== Segment start ==
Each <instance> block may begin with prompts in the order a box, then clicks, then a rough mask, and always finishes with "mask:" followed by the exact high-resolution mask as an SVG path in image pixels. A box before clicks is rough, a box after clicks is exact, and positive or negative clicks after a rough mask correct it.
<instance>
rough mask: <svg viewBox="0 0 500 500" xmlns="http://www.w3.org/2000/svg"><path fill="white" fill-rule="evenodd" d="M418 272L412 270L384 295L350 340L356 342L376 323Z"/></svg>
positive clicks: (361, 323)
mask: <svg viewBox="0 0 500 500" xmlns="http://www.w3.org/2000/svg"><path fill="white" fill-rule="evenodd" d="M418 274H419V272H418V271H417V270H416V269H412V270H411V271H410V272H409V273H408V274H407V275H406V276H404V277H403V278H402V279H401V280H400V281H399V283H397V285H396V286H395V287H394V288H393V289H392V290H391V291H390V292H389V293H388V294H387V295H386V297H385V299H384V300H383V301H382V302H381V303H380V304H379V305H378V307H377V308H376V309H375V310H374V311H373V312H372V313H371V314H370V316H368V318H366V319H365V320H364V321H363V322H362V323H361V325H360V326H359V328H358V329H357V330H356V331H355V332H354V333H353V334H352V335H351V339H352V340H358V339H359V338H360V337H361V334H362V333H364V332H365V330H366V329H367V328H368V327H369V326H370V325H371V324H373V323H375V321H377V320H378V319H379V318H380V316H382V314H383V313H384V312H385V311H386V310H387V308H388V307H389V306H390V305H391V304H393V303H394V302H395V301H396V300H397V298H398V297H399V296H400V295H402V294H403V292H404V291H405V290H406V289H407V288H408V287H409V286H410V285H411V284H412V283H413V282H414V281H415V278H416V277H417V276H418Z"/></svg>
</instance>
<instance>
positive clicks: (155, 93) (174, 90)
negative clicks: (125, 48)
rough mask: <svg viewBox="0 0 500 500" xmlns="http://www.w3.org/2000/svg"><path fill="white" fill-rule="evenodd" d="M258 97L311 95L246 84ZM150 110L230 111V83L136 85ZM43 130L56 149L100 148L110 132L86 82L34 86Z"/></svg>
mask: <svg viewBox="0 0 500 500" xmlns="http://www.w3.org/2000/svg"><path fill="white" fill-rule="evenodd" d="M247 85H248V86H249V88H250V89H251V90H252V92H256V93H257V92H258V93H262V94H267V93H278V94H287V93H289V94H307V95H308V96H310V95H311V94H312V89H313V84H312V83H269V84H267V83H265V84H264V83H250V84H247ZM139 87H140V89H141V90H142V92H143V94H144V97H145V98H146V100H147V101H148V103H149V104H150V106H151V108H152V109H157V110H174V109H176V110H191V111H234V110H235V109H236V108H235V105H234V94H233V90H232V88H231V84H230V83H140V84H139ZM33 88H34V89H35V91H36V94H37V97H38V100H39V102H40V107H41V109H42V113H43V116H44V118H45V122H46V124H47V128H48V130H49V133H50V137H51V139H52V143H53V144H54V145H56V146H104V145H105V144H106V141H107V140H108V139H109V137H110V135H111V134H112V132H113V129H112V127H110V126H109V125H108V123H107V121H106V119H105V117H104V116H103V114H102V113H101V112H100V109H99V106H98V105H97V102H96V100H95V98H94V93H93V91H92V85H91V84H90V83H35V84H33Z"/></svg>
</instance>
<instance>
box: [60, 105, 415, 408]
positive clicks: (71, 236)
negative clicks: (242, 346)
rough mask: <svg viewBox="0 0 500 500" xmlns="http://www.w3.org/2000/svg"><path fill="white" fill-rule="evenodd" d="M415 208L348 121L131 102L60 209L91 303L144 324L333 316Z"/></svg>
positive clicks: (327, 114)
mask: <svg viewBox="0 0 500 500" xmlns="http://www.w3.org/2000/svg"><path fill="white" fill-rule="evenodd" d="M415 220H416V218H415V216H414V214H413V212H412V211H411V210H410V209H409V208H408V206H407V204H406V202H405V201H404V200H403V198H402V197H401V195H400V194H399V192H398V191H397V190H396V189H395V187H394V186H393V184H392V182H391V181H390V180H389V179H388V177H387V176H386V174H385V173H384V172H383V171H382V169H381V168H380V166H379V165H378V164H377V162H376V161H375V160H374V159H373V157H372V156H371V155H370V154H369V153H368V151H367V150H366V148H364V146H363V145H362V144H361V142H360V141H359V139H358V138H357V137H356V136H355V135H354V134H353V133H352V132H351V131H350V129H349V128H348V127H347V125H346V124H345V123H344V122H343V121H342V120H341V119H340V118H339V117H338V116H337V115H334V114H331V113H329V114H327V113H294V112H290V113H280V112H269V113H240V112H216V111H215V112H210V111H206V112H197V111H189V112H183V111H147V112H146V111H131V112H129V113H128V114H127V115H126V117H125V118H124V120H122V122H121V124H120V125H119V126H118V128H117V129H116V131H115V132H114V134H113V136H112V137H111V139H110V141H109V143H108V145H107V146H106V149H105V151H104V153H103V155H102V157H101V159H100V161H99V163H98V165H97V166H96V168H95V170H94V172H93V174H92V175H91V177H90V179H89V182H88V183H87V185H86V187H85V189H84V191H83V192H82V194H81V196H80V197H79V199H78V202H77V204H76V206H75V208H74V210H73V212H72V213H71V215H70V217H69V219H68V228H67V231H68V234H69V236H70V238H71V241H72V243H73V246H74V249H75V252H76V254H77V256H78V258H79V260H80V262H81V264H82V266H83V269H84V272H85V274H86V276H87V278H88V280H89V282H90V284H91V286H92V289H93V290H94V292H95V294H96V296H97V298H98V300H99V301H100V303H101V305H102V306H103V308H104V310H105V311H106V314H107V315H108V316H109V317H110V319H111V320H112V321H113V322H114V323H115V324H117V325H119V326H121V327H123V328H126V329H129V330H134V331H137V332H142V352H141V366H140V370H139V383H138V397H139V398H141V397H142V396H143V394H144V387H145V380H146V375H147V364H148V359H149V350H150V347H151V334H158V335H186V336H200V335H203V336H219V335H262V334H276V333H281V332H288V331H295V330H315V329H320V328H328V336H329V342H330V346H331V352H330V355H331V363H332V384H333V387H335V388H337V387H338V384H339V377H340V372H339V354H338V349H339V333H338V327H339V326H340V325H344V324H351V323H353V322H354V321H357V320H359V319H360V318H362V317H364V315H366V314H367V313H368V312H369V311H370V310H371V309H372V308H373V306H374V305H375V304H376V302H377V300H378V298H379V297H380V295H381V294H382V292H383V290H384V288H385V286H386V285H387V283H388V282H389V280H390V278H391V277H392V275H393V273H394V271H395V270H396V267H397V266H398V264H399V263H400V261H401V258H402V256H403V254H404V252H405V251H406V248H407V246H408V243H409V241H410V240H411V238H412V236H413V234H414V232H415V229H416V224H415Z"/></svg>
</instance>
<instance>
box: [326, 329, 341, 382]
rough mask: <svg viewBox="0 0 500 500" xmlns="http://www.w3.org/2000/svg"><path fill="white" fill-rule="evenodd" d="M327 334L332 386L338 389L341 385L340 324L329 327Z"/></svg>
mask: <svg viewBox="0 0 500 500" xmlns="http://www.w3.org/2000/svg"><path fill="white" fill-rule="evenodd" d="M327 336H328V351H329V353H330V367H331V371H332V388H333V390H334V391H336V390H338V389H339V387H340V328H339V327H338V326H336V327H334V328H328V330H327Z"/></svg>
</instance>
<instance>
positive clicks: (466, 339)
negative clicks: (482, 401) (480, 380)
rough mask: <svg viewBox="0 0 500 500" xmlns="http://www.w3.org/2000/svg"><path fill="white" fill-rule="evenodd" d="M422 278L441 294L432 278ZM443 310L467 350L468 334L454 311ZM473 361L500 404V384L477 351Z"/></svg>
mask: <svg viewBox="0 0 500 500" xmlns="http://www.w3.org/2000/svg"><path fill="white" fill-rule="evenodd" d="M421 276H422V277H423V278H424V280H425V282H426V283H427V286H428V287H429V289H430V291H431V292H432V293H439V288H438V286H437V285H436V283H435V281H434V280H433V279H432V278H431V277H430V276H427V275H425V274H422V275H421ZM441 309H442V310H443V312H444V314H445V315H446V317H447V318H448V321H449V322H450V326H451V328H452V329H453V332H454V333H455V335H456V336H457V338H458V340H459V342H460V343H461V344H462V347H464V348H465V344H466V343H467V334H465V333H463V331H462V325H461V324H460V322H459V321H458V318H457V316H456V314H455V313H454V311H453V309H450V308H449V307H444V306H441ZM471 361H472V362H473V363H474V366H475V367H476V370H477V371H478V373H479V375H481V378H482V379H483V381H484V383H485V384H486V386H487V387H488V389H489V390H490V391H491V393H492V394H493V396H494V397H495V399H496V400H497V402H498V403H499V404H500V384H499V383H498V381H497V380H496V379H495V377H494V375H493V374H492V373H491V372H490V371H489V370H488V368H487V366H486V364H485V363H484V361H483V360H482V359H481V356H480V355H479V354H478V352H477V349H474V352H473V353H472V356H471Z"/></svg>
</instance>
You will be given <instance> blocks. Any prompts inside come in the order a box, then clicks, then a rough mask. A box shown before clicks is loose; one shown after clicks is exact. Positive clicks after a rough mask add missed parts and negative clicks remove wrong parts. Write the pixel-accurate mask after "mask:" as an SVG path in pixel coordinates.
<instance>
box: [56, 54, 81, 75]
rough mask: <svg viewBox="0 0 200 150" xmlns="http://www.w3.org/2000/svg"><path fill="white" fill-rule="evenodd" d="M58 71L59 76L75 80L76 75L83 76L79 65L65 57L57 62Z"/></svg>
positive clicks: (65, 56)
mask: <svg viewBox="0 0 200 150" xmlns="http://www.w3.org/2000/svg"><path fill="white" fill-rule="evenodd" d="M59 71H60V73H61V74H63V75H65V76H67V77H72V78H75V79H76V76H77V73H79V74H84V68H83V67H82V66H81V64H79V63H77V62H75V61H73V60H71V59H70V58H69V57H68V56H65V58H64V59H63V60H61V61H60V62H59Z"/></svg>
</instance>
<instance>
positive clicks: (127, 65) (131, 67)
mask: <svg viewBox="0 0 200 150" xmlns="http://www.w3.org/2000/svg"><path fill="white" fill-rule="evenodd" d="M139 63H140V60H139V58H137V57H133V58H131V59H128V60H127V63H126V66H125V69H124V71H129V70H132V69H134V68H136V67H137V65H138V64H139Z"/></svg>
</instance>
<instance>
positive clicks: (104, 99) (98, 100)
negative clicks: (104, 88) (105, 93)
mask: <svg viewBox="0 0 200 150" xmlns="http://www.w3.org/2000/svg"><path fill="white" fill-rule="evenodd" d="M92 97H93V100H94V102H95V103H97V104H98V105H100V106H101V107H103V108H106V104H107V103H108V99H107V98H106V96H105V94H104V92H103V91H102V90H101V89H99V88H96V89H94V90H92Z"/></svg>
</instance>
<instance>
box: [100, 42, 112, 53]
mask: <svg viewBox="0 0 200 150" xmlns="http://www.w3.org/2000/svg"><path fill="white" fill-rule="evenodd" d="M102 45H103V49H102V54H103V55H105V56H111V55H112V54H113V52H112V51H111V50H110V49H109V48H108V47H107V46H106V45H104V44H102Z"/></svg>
== Segment end ==
§ **WRITTEN TASK**:
How many lines of the listing contain the string "Each"? Treat uppercase and lowercase as different, and give only the number.

§ **WRITTEN REPLY**:
1